[Directions]:
Quote exactly, and only, the lines from the one with "of the blister" through the end of the listing.
▽
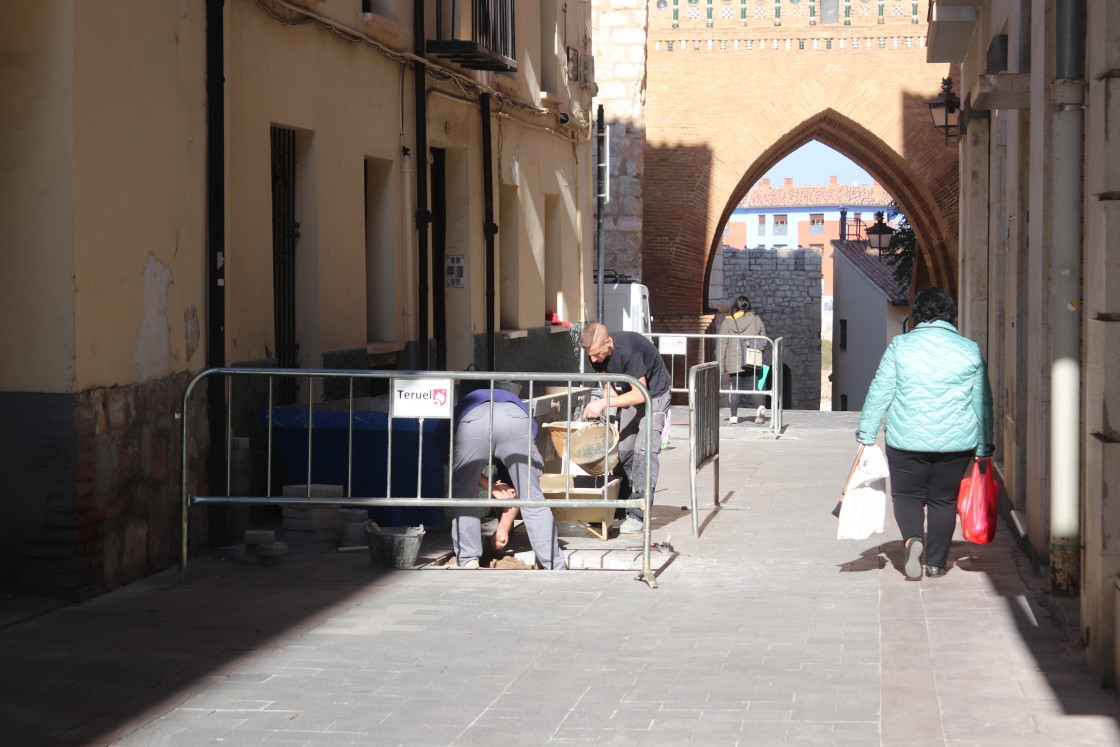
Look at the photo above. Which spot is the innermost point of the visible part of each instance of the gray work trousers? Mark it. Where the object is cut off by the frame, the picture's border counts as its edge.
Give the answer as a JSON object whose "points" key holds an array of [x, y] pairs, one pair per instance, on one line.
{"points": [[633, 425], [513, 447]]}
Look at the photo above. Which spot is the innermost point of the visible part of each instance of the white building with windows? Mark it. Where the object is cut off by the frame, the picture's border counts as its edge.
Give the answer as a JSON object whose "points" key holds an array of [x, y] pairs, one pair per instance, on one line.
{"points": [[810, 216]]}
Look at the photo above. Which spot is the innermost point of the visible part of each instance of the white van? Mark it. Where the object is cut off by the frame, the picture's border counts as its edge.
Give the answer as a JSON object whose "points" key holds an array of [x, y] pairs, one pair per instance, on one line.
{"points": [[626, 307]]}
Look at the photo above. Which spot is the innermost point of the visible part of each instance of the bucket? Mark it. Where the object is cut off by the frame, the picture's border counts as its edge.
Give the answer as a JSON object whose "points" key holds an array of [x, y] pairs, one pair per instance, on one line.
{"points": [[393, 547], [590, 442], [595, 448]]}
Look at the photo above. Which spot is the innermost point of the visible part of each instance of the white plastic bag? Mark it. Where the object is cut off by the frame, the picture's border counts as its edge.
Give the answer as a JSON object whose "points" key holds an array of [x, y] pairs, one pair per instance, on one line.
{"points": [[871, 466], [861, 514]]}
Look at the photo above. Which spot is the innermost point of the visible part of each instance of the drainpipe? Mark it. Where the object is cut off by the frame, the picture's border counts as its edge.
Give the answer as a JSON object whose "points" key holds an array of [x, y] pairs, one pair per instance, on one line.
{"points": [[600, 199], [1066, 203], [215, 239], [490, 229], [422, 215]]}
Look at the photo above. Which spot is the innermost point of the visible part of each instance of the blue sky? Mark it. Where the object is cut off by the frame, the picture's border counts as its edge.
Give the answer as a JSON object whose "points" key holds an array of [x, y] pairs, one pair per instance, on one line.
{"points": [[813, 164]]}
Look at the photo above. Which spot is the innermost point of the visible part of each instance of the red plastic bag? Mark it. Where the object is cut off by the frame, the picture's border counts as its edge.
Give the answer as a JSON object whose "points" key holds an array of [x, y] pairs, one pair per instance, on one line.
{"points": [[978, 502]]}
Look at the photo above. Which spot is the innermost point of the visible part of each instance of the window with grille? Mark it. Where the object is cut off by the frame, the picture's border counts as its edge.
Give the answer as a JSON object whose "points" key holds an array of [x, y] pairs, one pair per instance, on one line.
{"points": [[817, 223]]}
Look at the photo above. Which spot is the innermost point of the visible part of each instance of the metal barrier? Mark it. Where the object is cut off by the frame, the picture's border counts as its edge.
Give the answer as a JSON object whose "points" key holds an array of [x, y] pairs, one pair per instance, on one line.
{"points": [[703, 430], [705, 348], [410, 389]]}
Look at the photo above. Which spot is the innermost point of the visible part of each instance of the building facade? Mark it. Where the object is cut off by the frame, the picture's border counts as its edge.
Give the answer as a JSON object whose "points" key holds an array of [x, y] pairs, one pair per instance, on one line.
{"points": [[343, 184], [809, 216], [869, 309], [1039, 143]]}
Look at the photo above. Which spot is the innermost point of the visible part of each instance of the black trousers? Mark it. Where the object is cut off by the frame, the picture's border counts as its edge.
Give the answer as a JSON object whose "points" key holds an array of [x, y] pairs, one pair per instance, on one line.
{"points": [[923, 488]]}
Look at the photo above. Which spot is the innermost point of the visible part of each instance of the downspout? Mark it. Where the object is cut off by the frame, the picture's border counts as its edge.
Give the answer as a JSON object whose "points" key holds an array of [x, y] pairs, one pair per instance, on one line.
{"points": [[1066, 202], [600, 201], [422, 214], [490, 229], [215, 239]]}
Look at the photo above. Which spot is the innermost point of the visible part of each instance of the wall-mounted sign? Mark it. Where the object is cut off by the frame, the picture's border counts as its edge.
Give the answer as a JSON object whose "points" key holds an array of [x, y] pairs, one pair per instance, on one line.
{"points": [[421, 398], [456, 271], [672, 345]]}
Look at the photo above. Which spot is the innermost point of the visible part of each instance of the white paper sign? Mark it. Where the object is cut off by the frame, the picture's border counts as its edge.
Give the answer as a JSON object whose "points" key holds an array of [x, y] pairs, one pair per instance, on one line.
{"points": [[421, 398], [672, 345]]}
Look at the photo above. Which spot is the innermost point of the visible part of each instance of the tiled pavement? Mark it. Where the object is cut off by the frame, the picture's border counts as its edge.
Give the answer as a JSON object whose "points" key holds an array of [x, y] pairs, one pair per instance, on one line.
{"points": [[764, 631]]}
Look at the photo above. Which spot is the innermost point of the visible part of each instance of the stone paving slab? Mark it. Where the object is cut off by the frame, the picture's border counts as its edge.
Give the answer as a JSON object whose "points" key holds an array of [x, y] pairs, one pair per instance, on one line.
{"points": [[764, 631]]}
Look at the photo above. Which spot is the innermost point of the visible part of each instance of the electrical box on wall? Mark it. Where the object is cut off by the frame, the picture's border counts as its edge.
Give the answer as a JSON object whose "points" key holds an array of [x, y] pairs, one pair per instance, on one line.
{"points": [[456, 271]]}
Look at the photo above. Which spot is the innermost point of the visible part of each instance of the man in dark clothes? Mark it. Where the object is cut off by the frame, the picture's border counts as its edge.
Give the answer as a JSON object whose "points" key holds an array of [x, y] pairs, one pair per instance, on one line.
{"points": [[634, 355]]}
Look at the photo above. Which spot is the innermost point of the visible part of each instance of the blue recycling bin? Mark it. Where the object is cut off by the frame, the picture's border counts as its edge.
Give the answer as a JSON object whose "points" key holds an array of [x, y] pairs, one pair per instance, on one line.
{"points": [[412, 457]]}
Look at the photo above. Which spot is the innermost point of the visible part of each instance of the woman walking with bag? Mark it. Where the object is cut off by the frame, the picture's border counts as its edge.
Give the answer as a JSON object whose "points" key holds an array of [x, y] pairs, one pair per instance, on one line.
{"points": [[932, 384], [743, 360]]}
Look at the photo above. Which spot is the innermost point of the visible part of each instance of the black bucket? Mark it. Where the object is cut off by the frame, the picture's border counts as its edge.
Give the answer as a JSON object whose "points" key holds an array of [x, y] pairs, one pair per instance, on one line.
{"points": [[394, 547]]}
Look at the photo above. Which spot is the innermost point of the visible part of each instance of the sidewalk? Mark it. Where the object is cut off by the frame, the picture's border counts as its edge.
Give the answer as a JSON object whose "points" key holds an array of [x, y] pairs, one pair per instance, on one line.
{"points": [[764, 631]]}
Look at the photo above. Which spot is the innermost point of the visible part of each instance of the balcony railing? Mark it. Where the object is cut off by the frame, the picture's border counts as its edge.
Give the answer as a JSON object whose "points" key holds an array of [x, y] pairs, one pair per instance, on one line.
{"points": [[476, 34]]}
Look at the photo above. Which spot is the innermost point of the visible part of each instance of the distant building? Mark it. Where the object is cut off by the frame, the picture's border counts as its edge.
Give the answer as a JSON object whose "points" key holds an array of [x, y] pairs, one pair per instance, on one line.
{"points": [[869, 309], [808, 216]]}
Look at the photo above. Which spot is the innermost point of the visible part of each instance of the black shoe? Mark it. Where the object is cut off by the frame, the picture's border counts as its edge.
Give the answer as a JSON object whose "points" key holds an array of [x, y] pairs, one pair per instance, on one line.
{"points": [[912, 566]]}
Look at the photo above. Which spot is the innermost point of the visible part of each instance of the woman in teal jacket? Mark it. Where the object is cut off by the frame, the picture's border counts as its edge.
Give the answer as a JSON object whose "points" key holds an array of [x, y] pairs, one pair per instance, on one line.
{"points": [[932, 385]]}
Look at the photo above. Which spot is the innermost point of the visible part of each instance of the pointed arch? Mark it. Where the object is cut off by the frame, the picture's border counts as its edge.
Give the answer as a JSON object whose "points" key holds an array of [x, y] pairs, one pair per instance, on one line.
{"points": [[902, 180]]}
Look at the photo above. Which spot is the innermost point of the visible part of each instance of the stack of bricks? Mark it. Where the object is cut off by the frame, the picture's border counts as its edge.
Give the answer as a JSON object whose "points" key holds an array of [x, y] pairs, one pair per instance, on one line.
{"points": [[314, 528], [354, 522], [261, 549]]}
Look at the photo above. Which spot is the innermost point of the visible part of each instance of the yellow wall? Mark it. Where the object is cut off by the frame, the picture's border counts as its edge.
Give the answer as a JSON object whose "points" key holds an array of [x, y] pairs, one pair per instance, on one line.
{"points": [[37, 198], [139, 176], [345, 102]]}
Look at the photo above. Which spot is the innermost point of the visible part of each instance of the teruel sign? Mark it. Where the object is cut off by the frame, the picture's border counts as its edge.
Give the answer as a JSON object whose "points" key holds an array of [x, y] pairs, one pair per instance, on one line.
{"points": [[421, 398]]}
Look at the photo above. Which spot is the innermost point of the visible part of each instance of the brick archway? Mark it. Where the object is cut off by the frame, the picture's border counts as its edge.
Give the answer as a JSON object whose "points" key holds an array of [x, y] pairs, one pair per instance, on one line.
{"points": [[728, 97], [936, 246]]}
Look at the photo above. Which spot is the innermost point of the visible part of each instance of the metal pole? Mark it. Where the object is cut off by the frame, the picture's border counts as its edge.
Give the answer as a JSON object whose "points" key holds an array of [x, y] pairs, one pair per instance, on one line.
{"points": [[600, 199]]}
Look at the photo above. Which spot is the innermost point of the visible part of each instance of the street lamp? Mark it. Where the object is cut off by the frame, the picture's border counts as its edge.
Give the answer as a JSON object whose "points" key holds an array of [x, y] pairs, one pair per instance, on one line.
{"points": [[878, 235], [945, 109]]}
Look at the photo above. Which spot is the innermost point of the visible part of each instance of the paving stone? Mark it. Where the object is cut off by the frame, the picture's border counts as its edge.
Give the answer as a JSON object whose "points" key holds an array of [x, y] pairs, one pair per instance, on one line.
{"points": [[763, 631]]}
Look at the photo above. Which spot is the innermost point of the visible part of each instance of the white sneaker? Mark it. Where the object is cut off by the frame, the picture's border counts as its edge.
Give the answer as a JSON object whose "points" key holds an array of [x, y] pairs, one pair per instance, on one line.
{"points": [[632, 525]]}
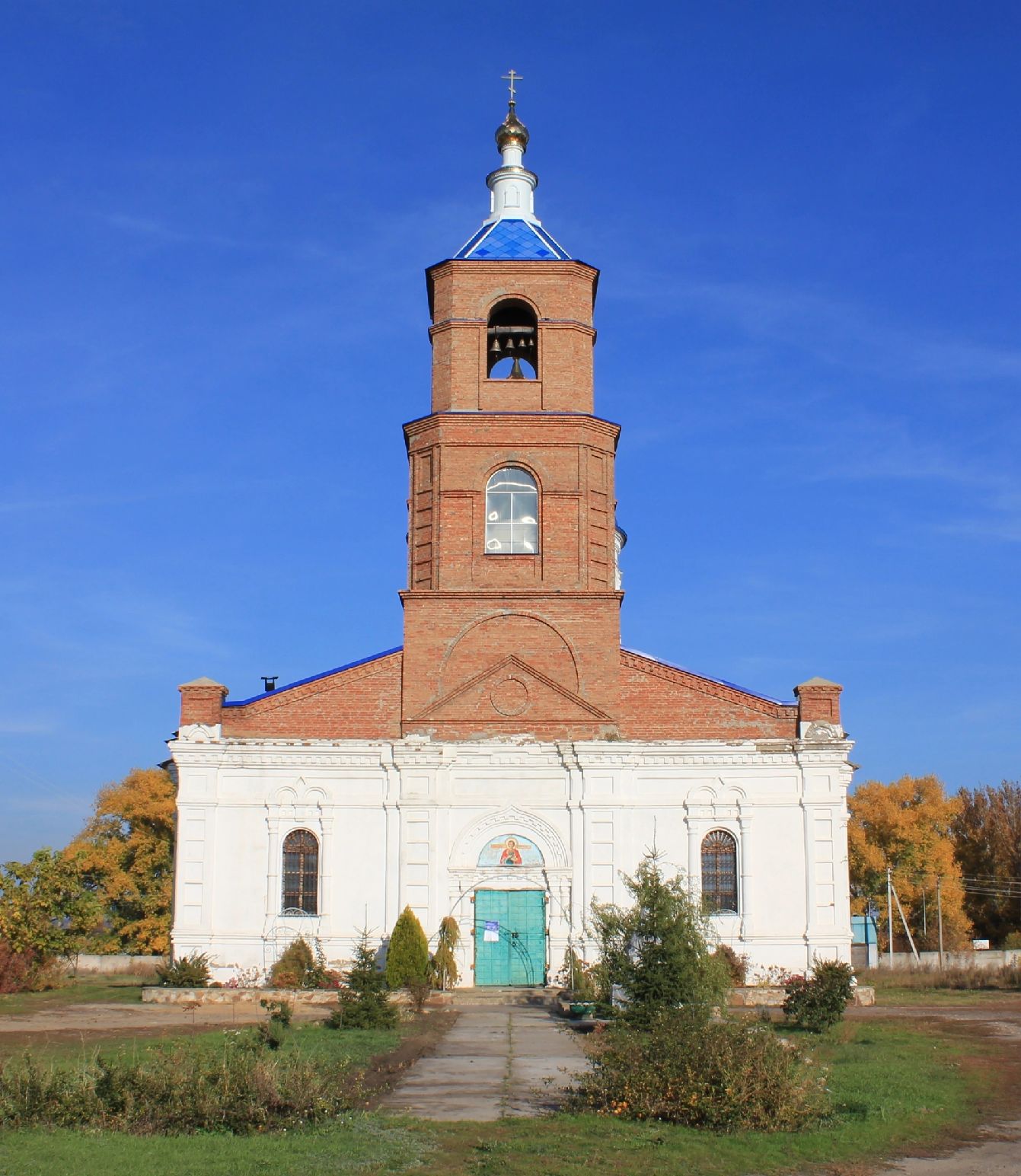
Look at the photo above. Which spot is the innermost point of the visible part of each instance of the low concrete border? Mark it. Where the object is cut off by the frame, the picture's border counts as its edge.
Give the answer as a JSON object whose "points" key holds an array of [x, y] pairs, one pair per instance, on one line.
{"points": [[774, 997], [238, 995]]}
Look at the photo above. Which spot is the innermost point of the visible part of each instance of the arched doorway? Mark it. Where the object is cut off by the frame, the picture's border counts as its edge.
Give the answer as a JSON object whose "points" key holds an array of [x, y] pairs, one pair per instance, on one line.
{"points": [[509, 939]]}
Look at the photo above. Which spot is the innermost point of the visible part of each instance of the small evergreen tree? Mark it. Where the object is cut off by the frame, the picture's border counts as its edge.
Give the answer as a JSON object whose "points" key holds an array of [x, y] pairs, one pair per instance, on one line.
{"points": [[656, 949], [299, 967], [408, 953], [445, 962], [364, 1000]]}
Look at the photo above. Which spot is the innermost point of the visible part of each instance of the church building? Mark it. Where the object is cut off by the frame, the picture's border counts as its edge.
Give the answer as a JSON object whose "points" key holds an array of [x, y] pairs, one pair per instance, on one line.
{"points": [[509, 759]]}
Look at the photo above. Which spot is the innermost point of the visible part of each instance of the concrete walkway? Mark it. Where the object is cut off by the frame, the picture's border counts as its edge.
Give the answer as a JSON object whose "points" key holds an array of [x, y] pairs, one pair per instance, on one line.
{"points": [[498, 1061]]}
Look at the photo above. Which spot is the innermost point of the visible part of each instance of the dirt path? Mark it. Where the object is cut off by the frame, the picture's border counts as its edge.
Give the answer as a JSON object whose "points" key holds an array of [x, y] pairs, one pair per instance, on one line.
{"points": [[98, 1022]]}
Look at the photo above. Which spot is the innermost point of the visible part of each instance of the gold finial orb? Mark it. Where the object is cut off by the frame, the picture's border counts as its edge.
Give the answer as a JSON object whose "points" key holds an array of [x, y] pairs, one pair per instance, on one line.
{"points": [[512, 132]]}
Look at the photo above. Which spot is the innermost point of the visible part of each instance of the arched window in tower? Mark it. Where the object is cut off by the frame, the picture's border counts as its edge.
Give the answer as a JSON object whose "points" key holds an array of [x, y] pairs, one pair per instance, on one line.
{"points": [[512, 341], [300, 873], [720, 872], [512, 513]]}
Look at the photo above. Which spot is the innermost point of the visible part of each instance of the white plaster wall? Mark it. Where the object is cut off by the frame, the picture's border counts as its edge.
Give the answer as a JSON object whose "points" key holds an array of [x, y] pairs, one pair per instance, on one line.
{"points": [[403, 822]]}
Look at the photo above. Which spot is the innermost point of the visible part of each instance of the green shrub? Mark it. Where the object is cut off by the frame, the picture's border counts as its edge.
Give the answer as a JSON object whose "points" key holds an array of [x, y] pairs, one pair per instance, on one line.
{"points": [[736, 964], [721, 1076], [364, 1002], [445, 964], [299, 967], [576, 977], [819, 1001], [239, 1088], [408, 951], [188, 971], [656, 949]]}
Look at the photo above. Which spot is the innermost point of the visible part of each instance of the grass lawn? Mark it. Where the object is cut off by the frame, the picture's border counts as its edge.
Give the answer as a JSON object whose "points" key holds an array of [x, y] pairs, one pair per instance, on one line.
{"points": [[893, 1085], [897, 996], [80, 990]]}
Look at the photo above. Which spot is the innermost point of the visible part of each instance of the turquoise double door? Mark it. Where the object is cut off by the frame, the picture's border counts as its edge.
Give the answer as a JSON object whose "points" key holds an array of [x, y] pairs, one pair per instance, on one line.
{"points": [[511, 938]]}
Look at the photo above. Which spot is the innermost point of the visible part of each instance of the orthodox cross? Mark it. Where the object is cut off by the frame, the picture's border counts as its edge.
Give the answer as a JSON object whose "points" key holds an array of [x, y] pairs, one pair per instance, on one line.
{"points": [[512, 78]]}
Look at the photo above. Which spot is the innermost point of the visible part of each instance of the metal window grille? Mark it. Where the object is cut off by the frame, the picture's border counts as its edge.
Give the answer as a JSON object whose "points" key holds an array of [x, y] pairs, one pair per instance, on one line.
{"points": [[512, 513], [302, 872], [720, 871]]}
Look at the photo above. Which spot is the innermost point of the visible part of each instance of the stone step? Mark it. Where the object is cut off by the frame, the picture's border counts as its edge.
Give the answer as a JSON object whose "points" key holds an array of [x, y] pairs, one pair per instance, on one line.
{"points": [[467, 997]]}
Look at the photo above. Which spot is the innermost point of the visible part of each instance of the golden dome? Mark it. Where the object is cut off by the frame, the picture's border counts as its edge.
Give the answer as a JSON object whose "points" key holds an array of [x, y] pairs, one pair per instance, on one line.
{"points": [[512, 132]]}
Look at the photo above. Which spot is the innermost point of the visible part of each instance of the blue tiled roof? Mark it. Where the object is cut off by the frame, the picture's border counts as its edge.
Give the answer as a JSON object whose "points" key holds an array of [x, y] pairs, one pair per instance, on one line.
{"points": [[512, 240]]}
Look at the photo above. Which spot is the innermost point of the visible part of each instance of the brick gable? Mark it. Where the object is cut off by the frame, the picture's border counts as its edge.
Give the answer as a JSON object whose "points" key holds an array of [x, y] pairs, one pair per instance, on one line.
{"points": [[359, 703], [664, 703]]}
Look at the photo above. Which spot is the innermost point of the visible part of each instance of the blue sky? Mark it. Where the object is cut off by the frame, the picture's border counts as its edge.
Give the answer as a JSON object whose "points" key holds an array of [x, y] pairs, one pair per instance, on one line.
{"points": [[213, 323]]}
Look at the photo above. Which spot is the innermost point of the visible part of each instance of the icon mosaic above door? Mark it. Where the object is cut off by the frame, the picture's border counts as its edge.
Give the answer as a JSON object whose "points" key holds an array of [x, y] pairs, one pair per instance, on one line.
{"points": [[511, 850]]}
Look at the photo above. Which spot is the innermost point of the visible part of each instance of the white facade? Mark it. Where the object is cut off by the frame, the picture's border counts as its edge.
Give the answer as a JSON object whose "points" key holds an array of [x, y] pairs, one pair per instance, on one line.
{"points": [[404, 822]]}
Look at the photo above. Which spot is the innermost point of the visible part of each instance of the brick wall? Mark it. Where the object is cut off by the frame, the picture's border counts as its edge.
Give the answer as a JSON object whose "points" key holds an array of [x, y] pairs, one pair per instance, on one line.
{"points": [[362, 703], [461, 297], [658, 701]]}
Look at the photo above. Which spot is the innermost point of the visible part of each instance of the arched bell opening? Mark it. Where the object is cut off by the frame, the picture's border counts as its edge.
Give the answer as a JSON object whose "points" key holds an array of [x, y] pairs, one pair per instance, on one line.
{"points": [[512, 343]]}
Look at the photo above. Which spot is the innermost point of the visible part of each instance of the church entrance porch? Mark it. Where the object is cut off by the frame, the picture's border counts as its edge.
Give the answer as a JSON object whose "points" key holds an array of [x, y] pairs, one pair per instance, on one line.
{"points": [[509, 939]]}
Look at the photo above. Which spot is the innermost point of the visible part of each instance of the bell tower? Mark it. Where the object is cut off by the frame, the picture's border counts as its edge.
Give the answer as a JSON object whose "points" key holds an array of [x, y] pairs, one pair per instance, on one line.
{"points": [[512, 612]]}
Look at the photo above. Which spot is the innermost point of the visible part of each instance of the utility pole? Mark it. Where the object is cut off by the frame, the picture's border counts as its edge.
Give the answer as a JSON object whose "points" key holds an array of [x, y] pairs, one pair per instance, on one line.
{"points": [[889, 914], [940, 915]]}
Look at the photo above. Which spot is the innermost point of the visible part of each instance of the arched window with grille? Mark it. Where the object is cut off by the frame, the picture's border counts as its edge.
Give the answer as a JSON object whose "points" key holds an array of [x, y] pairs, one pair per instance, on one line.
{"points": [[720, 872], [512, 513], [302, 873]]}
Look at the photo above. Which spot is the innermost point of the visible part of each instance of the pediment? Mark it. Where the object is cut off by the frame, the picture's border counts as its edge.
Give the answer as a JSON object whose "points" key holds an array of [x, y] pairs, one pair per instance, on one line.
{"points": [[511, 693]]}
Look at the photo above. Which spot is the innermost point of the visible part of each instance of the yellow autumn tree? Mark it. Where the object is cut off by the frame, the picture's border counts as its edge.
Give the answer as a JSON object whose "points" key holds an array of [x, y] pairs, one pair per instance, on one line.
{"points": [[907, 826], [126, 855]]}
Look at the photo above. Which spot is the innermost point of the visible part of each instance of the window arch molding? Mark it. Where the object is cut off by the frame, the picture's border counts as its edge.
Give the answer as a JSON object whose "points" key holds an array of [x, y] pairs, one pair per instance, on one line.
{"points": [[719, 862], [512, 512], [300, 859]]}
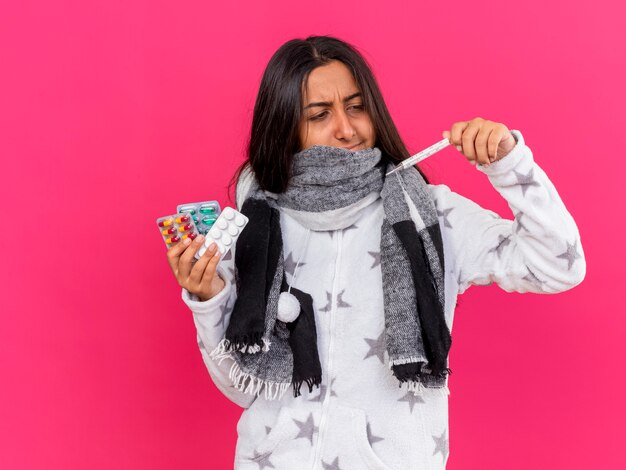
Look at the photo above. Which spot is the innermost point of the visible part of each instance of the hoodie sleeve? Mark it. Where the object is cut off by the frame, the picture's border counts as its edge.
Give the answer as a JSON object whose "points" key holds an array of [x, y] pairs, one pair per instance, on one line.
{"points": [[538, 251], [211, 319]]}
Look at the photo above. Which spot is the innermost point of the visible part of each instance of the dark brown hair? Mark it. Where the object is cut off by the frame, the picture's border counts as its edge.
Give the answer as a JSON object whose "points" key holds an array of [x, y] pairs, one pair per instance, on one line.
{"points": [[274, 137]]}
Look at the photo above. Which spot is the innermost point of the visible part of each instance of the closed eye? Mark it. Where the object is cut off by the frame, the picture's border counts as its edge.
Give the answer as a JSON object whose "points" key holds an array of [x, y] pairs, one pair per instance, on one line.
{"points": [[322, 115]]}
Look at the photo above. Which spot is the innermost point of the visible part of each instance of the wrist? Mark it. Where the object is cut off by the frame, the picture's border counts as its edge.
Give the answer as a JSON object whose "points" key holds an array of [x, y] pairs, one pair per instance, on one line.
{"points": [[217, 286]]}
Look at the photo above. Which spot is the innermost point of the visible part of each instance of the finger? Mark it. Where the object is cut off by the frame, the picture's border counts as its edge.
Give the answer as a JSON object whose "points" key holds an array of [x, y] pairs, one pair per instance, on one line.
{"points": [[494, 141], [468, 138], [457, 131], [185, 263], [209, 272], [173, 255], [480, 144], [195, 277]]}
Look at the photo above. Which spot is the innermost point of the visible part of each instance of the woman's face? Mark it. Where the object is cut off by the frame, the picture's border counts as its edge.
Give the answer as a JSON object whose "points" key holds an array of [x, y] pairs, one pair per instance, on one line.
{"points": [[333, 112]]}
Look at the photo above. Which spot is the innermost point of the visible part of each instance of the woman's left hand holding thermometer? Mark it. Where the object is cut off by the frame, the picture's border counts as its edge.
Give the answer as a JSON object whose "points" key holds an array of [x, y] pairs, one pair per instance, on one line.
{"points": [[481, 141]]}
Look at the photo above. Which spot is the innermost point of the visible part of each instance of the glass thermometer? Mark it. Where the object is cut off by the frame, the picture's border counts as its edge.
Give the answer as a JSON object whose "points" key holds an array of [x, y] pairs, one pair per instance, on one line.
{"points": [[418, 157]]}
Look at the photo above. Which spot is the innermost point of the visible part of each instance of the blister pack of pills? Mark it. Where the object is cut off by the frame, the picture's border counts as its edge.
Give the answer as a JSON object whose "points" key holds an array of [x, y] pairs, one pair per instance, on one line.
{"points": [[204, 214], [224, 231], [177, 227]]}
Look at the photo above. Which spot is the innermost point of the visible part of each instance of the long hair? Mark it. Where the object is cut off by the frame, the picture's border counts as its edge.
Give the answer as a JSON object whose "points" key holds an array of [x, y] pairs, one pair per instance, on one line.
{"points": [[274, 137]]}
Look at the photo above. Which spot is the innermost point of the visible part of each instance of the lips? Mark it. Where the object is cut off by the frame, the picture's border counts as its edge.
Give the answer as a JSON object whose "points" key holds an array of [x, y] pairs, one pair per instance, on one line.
△
[Output below]:
Look at the photo above. Which spot is the innermost point of the visible part of each instance of the blister pack of pills? Mark it. Where the object is cut off by the frame, the picture's border counts as its edge.
Give the answer as a JSON object whose "points" key holds an array of [x, y] pairs, one pair per instance, on one line.
{"points": [[204, 214], [224, 231], [177, 227]]}
Look at the photo above. Which spot is the innermost point of the visible part of each instance of the long hair? Mark it. Where the object is cut off by the frame, the picture's border counts as its edge.
Give the answer as a JSON object whose "points" key holds an array of [x, y] pairs, one pair per instance, on one line.
{"points": [[274, 137]]}
Look at the photo above. Which spot is the innermost point of the visible part of each instance of the lips? Mark it. Where the object is cut off by the frame, the picture's border counts as its edge.
Give the answer as a JSON object whose "points" key holds an array of [x, y] pairs, one pair per instance, on one line.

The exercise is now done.